Challenge a: Reproduce the part of the coin description that begins at the words "Mitch. 2597 ;" and ends after the words "local copper smiths.".

Reading passage:

_ _ _

India, Delhi sultanate, Muhammad (bin Tughluq) Shah III (AH 725-752 / 1325-1351 AD.), Takhgat Delhi mint, AH 730-2 (1329-32 AD.),
50 Jitals / "black Tanka" (19 mm / 7,52 g), bronze, axes irregular alignment ↑<- (ca. 230°), forced token currency, two holing attempts, one successful,
Obv.: Man ata'a al sultan fa-qad ata'a al-rahman (Persian inscription: "he who obeyed the sultan obeyed the Merciful one"), date and mint in margins, e.g.: dar takhtgah dehli sal bar hafsad si (Struck at Takhtgah Dehli in sevenhundred-thirty...) .
Rev.: Muhr-shod tankah ra'ij dar rozgar bandah amidvar muhammad tughluq (Persian legends: "sealed as a tankah current in the reign of the slave, hopeful (of grace) Muhammed Tughluq").
Mitch. 2597 ; Rajgor 1138 ; Goron/Goenka "The Coins of the Indian Sultanates" D-403 .
thanks to Arthur Needham and Tariq ("Ansari") for ID help ; http://www.worldofcoins.eu/forum/index.php/topic,14224

In 1327 Mohamed III introduced a monetary reform, part of which included an issue of a so-called "forced currency" - bronze pieces that had a government-set value of silver, minted between 730 AH and 732 AH. There is no possibility to differenciate the issues of the Royal Mint from those contemporary imitations fabricated by local copper smiths.

_ _ _

(Position identification records)
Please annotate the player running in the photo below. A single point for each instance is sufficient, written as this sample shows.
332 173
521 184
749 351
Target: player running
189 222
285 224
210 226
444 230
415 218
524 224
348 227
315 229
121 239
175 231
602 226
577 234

_ _ _

Challenge b: Render every line of the listing as a JSON list of strings, with one string per line and blank lines omitted.

Expected answer a:
Mitch. 2597 ; Rajgor 1138 ; Goron/Goenka "The Coins of the Indian Sultanates" D-403 .
thanks to Arthur Needham and Tariq ("Ansari") for ID help ; http://www.worldofcoins.eu/forum/index.php/topic,14224

In 1327 Mohamed III introduced a monetary reform, part of which included an issue of a so-called "forced currency" - bronze pieces that had a government-set value of silver, minted between 730 AH and 732 AH. There is no possibility to differenciate the issues of the Royal Mint from those contemporary imitations fabricated by local copper smiths.

Expected answer b:
[
  "Please annotate the player running in the photo below. A single point for each instance is sufficient, written as this sample shows.",
  "332 173",
  "521 184",
  "749 351",
  "Target: player running",
  "189 222",
  "285 224",
  "210 226",
  "444 230",
  "415 218",
  "524 224",
  "348 227",
  "315 229",
  "121 239",
  "175 231",
  "602 226",
  "577 234"
]